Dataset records
"""
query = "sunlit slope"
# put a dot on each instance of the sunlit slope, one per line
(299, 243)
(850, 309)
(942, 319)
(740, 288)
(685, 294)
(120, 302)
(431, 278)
"""
== What is expected ==
Write out every line of the data above again, unchanged except for the point coordinates. Multiply each coordinate by 0.8 and round it to a whole number, with halves rounded up.

== Reply to the exercise ==
query = "sunlit slope"
# put a dot on each instance of the sunlit slope, one per line
(239, 194)
(680, 247)
(754, 255)
(592, 230)
(548, 235)
(96, 242)
(345, 222)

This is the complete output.